» **Things to do**:
A. Name each of the three killers from a nuclear detonation that the post on the film's nuclear blast scene lists.
B. According to the post on the film's nuclear blast scene, why would the lead lining of the fridge do little to protect against radiation? Answer in one to three sentences.

» **Page excerpt**:
·····
A:
Dear Failed
I concur with your assessment concerning that sequence, it really did not seem all that plausible. However, I have found
one source which argues that is not as implausible as we believe. But, please allow me go ahead and throw some grains of salt in the air before you follow the link or read the excerpts I'll provide. I found this source on a forum that was discussing that sequence of the film. In this forum there is a lengthy quotation from an uncited source who knows "a bit about nukes" who discusses the issue. I have not been able to track down the source of this lengthy quote, so it could be puppy rolling across a keyboard for all I know. However, since everyone else on the internet is decrying the improbability of that scene, I figured I'd throw out this lone voice of defense.
I found the defense of the film's logic
here (it's in the very first post). It's really long, so I'll quote some highlights:
Actually, it's plausible. The first thing to remember is that when a nuclear bomb detonates, all the actual detonating is done at a single point- where the bomb is, known as the hypocenter. The rest of the effects are due entirely to the tremendous force of that detonation creating lots of light, heat, and radiation that affect its surroundings.
There are three killers from a nuclear detonation- thermal pulse, shockwave, and radiation. The lead lining won't actually help much against radiation because the amount of lead that could plausibly be in the fridge isn't thick enough to block gamma rays- and nothing else could have penetrated the air between him and the blast, let alone a metal fridge door of any kind. On the other hand, most of the gamma rays that reach him will pass right through him. Direct radiation isn't a major killer for people caught far enough from a nuclear detonation that they won't be in the zone of total destruction. Inhaling radioactive isotopes or getting them on your skin from the fallout is, but the way Indy got out of the explosion would reduce that threat.
Indy probably got a considerable dose of radiation. Prompt precautions would help with the relatively low dose he got in the movie. The guys in radiation suits scrubbing him down are a part of those precautions. Drinking lots and lots of water would help too, because he needed to get as much of the radioactive fallout out of his system as fast as possible. Flushing the tubes, so to speak, helps. We didn't see him do that, but it's likely he did.
The shockwave is actually more dangerous to objects with a big surface area facing the blast (like houses) than objects with a small surface area (like people). A shockwave that would collapse a house might merely knock a man down. If nuclear explosions produced nothing but shockwave the smartest thing you could do to protect yourself would be to run out in the street and cover your ears. They don't, so it isn't.
·····
» **Dataset**:

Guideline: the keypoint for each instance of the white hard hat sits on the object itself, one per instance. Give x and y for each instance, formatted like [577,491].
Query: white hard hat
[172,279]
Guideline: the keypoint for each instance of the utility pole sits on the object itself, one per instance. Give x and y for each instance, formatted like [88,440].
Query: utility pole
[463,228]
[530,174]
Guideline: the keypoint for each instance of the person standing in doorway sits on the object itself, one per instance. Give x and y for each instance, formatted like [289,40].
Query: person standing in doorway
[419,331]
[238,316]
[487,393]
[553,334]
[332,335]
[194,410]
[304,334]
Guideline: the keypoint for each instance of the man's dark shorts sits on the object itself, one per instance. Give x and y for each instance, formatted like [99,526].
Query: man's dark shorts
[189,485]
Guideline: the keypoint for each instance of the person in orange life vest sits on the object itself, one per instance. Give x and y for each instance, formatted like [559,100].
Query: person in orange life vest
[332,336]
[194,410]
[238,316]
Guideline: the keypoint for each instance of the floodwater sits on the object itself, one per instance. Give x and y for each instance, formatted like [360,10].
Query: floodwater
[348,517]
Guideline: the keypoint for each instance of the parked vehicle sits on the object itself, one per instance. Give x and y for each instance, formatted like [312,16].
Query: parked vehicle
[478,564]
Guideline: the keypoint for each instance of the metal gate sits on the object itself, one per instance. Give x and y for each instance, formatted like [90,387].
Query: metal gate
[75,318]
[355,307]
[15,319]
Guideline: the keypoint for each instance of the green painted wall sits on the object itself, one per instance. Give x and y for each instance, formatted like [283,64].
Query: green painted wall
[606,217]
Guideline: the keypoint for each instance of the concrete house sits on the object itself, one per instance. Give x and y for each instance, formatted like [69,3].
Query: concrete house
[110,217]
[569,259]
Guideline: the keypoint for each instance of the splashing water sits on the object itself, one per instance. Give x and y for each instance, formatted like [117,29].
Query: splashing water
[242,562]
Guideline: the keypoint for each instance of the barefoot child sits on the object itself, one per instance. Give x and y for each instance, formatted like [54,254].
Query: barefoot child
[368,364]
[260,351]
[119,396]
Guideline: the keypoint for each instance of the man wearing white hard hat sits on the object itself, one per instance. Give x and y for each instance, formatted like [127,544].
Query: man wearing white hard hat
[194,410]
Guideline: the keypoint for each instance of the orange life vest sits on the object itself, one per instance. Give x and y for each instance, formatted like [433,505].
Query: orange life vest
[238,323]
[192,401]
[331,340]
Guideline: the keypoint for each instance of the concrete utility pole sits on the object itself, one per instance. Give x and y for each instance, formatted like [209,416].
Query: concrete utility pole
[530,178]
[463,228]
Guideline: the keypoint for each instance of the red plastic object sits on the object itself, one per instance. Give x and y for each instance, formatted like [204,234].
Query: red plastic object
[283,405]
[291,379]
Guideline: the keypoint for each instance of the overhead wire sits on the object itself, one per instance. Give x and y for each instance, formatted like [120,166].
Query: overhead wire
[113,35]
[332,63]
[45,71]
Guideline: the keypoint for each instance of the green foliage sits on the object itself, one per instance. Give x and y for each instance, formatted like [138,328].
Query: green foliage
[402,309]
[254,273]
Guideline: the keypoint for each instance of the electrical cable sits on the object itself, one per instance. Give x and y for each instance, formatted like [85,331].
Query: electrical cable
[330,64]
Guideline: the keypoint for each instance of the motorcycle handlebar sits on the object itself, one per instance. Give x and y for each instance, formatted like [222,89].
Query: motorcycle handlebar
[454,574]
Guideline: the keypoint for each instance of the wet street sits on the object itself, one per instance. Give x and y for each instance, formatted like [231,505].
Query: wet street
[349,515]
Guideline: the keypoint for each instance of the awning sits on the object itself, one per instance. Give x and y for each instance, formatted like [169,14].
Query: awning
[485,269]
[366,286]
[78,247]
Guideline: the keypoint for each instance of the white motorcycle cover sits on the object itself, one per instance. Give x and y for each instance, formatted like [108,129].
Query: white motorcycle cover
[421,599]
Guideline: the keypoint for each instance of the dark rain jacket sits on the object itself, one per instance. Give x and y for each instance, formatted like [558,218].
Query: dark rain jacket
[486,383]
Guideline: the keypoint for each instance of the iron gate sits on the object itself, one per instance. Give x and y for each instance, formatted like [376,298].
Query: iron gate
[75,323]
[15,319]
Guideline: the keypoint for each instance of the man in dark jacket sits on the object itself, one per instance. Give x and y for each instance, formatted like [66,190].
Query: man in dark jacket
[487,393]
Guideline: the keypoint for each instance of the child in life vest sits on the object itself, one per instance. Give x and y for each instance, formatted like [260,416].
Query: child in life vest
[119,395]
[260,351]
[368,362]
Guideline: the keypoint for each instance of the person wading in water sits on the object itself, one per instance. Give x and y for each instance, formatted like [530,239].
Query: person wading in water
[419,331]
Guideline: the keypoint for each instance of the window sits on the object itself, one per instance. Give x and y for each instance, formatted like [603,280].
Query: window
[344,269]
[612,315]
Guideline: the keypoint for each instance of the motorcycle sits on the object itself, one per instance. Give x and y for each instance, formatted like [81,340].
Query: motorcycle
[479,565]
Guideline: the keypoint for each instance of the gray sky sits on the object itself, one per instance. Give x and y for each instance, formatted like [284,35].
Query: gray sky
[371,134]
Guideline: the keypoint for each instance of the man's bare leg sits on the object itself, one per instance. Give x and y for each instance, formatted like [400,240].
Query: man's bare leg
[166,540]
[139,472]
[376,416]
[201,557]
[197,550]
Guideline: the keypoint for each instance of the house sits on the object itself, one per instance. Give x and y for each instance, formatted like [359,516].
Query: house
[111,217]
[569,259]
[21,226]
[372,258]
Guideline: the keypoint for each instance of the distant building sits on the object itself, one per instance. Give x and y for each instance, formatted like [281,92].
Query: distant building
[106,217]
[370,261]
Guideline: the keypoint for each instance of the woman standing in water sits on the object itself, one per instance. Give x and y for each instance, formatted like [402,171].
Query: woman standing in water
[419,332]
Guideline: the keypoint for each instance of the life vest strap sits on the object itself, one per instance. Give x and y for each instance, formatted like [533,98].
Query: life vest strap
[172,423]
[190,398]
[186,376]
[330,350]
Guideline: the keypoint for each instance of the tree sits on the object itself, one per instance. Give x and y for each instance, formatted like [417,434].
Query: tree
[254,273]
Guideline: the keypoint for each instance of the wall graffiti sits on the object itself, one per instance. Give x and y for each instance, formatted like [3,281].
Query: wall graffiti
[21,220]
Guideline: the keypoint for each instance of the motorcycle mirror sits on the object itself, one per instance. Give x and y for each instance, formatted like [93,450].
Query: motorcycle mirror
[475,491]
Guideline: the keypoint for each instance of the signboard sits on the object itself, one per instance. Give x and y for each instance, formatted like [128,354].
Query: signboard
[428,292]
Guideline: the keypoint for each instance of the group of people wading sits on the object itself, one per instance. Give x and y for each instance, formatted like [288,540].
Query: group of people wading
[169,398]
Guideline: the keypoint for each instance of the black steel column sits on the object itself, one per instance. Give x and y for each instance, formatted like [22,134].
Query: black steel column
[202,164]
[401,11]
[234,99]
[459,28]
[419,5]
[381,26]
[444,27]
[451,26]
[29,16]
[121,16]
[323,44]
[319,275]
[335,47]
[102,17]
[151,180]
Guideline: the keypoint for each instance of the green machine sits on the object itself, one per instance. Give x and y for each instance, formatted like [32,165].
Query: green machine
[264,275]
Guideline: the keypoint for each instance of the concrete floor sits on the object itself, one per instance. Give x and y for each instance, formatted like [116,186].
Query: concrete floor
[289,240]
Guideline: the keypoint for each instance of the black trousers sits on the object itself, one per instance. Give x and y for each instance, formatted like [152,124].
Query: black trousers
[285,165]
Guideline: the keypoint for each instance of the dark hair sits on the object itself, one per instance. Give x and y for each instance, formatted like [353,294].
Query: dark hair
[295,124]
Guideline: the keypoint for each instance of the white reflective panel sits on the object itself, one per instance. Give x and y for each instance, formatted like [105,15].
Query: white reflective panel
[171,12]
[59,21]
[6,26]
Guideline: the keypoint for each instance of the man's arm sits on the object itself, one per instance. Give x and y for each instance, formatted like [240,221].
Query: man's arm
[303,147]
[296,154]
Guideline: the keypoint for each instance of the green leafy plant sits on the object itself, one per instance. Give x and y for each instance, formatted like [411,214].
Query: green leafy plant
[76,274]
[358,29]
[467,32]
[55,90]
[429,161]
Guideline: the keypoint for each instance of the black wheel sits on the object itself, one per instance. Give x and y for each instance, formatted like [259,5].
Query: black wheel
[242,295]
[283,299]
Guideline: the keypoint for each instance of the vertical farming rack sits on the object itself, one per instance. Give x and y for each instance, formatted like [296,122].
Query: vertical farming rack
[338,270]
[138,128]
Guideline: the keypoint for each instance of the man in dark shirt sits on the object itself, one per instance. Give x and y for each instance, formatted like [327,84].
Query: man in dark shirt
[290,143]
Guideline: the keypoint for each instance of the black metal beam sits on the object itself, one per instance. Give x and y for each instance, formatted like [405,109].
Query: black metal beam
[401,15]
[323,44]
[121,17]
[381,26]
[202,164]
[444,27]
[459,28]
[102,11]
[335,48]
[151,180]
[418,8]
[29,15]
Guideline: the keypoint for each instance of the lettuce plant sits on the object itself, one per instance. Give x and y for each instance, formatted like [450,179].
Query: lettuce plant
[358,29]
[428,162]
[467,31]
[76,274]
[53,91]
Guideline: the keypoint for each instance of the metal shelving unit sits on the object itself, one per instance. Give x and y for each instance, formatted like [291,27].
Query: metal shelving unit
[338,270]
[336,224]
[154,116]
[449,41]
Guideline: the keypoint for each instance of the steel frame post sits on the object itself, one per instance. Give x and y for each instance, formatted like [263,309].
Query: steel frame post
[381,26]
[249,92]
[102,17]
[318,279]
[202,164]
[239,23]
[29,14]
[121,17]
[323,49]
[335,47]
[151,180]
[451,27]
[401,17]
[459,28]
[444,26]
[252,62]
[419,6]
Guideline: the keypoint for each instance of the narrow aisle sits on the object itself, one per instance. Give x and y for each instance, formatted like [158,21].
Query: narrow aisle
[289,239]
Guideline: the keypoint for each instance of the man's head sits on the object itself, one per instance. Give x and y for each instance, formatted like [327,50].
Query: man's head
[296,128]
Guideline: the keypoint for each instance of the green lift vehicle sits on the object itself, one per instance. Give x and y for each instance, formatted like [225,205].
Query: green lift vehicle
·····
» **Task-by-task solutions**:
A. Thermal pulse, shockwave, and radiation.

B. The amount of lead that could plausibly be in the fridge isn't thick enough to block gamma rays. Nothing else could have penetrated the air between him and the blast, let alone a metal fridge door.